Try it:
Transcribe each line of the records below exactly, excluding any embedded images.

(Region pointing data)
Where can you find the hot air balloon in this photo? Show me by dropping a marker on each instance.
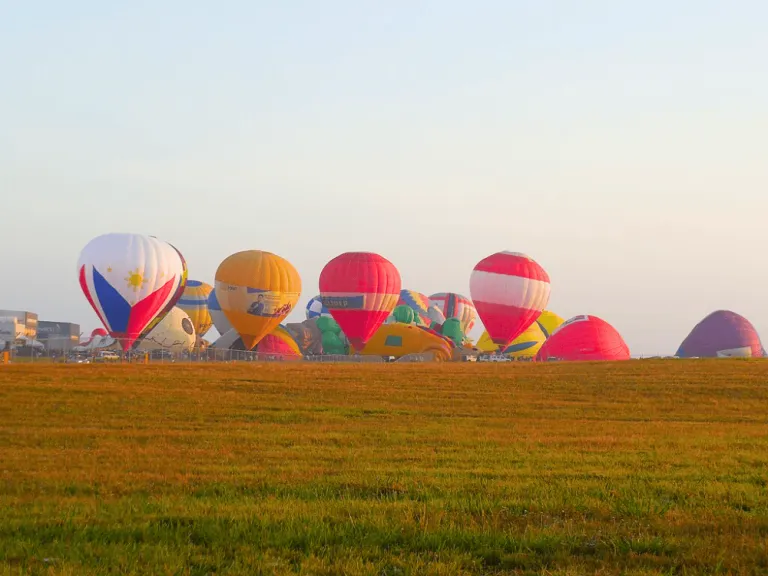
(722, 334)
(403, 314)
(194, 301)
(527, 345)
(360, 289)
(454, 305)
(174, 300)
(509, 291)
(584, 338)
(279, 342)
(419, 303)
(218, 317)
(549, 322)
(174, 333)
(315, 309)
(129, 280)
(256, 291)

Your solution:
Where can you find the hot air balloon in this photo? Show me by dropping a marker on each instance.
(722, 334)
(403, 314)
(194, 301)
(527, 345)
(360, 289)
(454, 305)
(174, 300)
(509, 291)
(584, 338)
(279, 342)
(419, 303)
(218, 317)
(549, 322)
(174, 333)
(315, 309)
(129, 280)
(256, 291)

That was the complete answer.